In a recent positive development in February of 2016, the Canadian Bar Association also adopted Model Business Principles on Forced Labour, Labour Trafficking, and Illegal or Harmful Child Labour. See 2016 C.B.A. Res. 16-03-M. The impetus to create the Canadian Model Principles was spearheaded by Stephen Pike, an ABA Business Law Section member, working with a team from the Canadian Corporate Counsel Association without any separate input from the ABA Business Law Section. Although varying in scope from the ABA Model Principles, the Canadian Model Principles are otherwise substantially similar. This will be reviewed in more detail in a separate article.
Human trafficking and child labor are illegal in virtually every country. In the case of human trafficking, 169 countries are parties to the Protocol to Prevent, Suppress and Punish Trafficking in Persons, Especially Women and Children (the Palermo Protocol). More than 100 countries have passed anti-trafficking laws, and many have established specialized law-enforcement units. In the case of child labor, 168 countries have ratified the ILO Minimum Age Convention (No. 138). However, violations of these laws are commonplace—particularly overseas—due to the demand for cheap labor and services and the lack of meaningful law enforcement, as well as various other contributing factors. If a business relies on lack of enforcement as a strategy for avoiding prosecution, it is taking a risk that the enforcement policy will change, thereby exposing it to potential civil and criminal liability.
The majority of existing supply-chain laws require public disclosure of efforts taken to address labor trafficking and/or child labor but do not require specific action taken toward that end. These laws are designed to provide consumers and the court of public opinion with information on the progress of corporations to address slavery issues in supply chains and appropriately reward or punish business enterprises based on their progress or lack thereof in doing so. For example, the proposed federal Business Supply Chain Transparency on Trafficking and Slavery Act (currently in the House of Representatives) would require disclosures similar to those required by the California Transparency in Supply Chains Act—that is, actions taken by business enterprises to eradicate slavery in its supply chains—although the federal disclosures would be prepared primarily for the U.S. Securities and Exchange Commission.

> [EXERCISE TASK 1]:
Edit the listing, covering everything from its first line down to the line that contains "[[[87,121],[87,34],[47,29],[54,41],[55,131],[77,127]]]", by replacing "white wall" with "plain wall" and changing nothing else. Leave the pictures out of your answer.

> [DATA LINES]:
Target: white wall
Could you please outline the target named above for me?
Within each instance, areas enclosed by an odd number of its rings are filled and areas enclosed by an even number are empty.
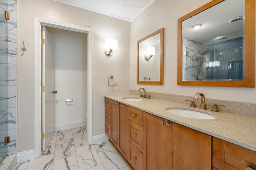
[[[130,23],[51,0],[18,4],[17,152],[33,149],[34,146],[34,17],[92,28],[93,135],[104,134],[103,96],[129,92]],[[106,38],[118,41],[118,49],[110,57],[104,54]],[[23,55],[22,41],[27,48]],[[110,75],[117,86],[108,86]]]
[[[146,91],[192,96],[197,92],[202,92],[207,98],[256,103],[255,88],[177,85],[177,20],[210,1],[156,0],[132,22],[131,89],[144,87]],[[164,85],[137,84],[137,41],[162,27],[164,28]]]
[[[87,121],[87,34],[47,29],[54,41],[55,131],[77,127]]]

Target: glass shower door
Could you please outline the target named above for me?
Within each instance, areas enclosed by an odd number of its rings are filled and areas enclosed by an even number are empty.
[[[5,11],[7,11],[6,0],[0,1],[0,164],[7,155],[7,148],[4,147],[5,137],[7,136],[7,102],[4,100],[8,92],[6,85],[7,69],[6,62],[7,53],[7,20],[4,18]]]

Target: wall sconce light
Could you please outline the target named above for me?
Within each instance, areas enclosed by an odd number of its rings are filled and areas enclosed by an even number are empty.
[[[117,49],[117,40],[114,39],[105,40],[105,54],[110,56],[113,53],[113,50]]]
[[[217,67],[220,66],[220,61],[209,61],[209,65],[206,66],[206,70],[209,70],[212,68],[216,68]]]
[[[156,55],[156,48],[154,47],[147,47],[147,53],[145,55],[145,59],[149,60],[150,59]]]
[[[199,28],[201,27],[202,27],[202,24],[197,24],[194,25],[193,25],[192,26],[192,27],[195,29],[197,29],[198,28]]]

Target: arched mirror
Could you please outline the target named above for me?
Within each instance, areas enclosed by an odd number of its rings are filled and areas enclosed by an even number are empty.
[[[164,83],[164,28],[137,41],[137,83]]]
[[[255,87],[254,0],[213,0],[178,24],[178,85]]]

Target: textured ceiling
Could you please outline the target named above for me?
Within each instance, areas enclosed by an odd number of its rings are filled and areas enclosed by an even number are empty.
[[[54,0],[85,10],[131,21],[154,0]]]
[[[225,40],[242,36],[244,20],[233,23],[228,21],[237,17],[244,18],[244,0],[227,0],[182,22],[182,37],[204,44],[212,44],[209,40],[225,36]],[[195,29],[192,26],[200,24]],[[223,40],[222,40],[223,41]]]

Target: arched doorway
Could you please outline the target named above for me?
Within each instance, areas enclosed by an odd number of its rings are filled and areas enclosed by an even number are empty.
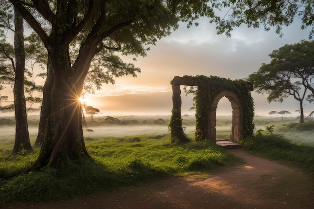
[[[253,134],[254,103],[250,93],[253,86],[250,83],[241,80],[232,81],[201,75],[176,76],[171,84],[173,107],[169,128],[172,143],[182,143],[189,141],[182,129],[181,85],[198,87],[193,99],[196,105],[196,141],[209,140],[216,143],[216,109],[218,102],[223,97],[231,103],[232,141],[238,143]]]
[[[216,111],[219,100],[223,97],[227,98],[231,103],[231,107],[232,108],[231,138],[233,142],[238,143],[243,138],[243,122],[241,120],[243,120],[243,109],[236,94],[234,92],[228,90],[222,91],[218,93],[211,104],[211,113],[210,115],[211,122],[210,125],[210,130],[211,130],[211,131],[210,138],[213,139],[215,139],[216,140]]]

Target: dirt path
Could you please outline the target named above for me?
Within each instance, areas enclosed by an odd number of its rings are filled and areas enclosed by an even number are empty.
[[[313,208],[314,182],[306,174],[250,155],[230,152],[246,161],[210,175],[171,177],[77,199],[36,203],[20,208]],[[0,207],[0,208],[1,208]]]

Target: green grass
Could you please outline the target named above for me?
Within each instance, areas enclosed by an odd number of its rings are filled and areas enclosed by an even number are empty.
[[[314,174],[314,146],[296,143],[284,136],[263,133],[240,143],[250,152]]]
[[[174,146],[166,135],[86,139],[94,163],[83,159],[61,170],[46,168],[21,176],[39,150],[26,156],[2,152],[0,204],[65,199],[241,162],[208,142]]]

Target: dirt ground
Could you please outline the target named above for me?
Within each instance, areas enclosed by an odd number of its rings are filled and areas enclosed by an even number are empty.
[[[314,182],[308,175],[230,150],[246,163],[211,174],[170,177],[136,187],[75,199],[1,208],[313,208]]]

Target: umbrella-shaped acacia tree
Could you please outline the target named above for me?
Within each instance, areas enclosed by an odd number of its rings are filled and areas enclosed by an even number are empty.
[[[264,23],[266,30],[267,26],[277,26],[279,31],[281,25],[293,22],[292,18],[300,13],[298,8],[304,8],[303,26],[312,22],[308,19],[312,17],[309,15],[313,7],[309,1],[10,1],[38,34],[49,56],[44,101],[48,99],[42,106],[49,116],[45,120],[41,151],[32,168],[37,169],[88,156],[77,99],[97,55],[104,55],[101,58],[107,61],[105,67],[112,70],[109,74],[133,74],[138,69],[122,65],[112,50],[145,55],[145,46],[170,34],[179,21],[191,26],[199,17],[207,16],[211,23],[219,25],[219,33],[226,31],[227,35],[233,27],[242,23],[254,27]],[[215,14],[215,10],[224,7],[231,8],[230,21]],[[76,52],[74,59],[73,52]]]

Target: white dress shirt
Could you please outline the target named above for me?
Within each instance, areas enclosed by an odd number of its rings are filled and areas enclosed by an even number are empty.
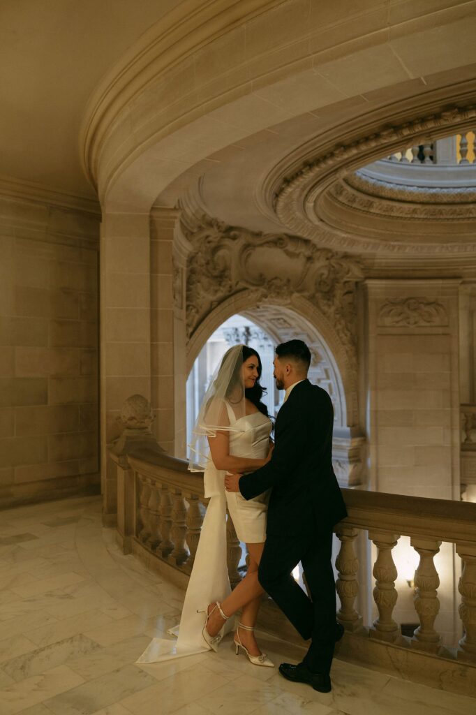
[[[291,390],[293,390],[296,387],[297,385],[299,385],[299,383],[303,383],[303,382],[304,382],[304,379],[303,380],[298,380],[297,383],[293,383],[292,385],[290,385],[289,386],[289,388],[287,388],[287,390],[284,393],[284,399],[283,400],[283,405],[286,402],[286,400],[287,400],[287,398],[289,398],[289,395],[291,394]]]

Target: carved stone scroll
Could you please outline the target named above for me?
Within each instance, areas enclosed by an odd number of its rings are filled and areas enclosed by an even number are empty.
[[[392,558],[392,549],[397,546],[400,536],[385,532],[369,531],[369,538],[378,549],[372,573],[376,580],[374,600],[379,611],[378,618],[370,628],[370,635],[371,638],[391,643],[400,634],[398,625],[392,618],[398,598],[395,584],[397,568]]]
[[[443,327],[448,315],[441,303],[425,298],[388,300],[379,312],[377,324],[385,327]]]
[[[217,305],[247,290],[256,305],[287,305],[293,296],[307,299],[354,352],[354,289],[363,277],[357,259],[297,236],[255,233],[207,216],[194,230],[183,230],[192,246],[187,277],[189,338]]]

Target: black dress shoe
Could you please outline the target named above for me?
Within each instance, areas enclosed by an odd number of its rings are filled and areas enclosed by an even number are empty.
[[[344,626],[342,623],[336,621],[335,624],[335,635],[334,636],[334,640],[337,643],[337,641],[340,641],[341,638],[344,635]]]
[[[294,683],[307,683],[319,693],[330,693],[332,690],[328,673],[311,673],[304,663],[298,663],[297,666],[282,663],[279,670],[287,680],[292,680]]]

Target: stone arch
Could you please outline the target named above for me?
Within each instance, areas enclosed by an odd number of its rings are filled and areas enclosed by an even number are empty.
[[[329,330],[329,321],[310,302],[292,300],[287,304],[270,297],[257,303],[252,290],[244,290],[214,308],[195,330],[187,343],[187,373],[211,335],[232,315],[239,313],[252,320],[277,342],[292,337],[304,340],[311,348],[312,379],[331,395],[335,428],[340,434],[354,426],[357,414],[357,380],[349,373],[345,351]]]
[[[309,345],[314,358],[309,377],[327,390],[334,405],[332,462],[336,475],[342,486],[362,483],[365,438],[357,422],[354,367],[351,369],[345,346],[327,317],[310,301],[294,297],[284,303],[269,297],[257,302],[253,290],[242,291],[224,300],[201,321],[189,340],[187,373],[210,335],[237,313],[249,318],[277,341],[300,337]]]

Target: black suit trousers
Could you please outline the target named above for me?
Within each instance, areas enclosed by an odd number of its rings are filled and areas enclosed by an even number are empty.
[[[332,532],[309,537],[267,536],[258,570],[266,592],[311,645],[304,662],[314,673],[329,673],[335,639],[336,596],[331,563]],[[299,561],[311,598],[292,577]]]

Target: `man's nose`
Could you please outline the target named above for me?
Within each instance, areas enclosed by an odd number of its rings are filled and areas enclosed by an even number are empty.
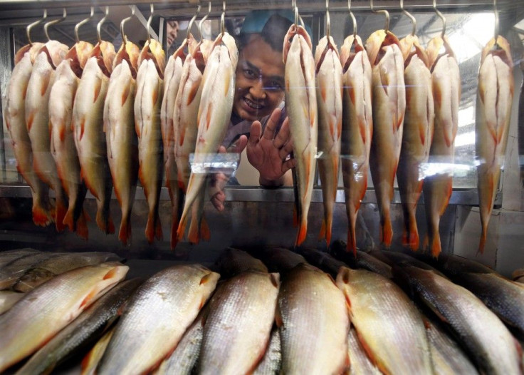
[[[266,88],[264,87],[262,79],[258,79],[251,85],[249,89],[249,93],[254,99],[264,99],[266,98]]]

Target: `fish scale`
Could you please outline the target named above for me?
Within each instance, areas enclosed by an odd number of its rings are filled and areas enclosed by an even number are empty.
[[[209,302],[199,374],[248,374],[263,358],[275,319],[278,274],[242,272]]]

> [EXERCISE TASK 2]:
According to the source text on supply-chain laws, how many countries have ratified the ILO Minimum Age Convention (No. 138)?

> [TASK ANSWER 1]:
Target: plain wall
Could you please outline the target named above for me?
Within each instance, areas enclosed by an odd number of its rings are filled and areas enclosed by an even number are empty.
[[[130,23],[51,0],[18,4],[17,152],[33,149],[34,146],[34,17],[92,28],[93,135],[104,134],[103,96],[129,92]],[[106,38],[118,41],[118,49],[110,57],[104,54]],[[23,55],[22,41],[27,48]],[[110,75],[117,86],[108,86]]]
[[[146,91],[192,96],[197,92],[202,92],[207,98],[256,103],[255,88],[177,85],[177,20],[210,1],[156,0],[132,22],[131,89],[144,87]],[[164,85],[137,84],[137,41],[162,27],[164,28]]]
[[[87,121],[87,34],[47,29],[54,41],[55,131],[77,127]]]

> [TASK ANSWER 2]:
168 countries.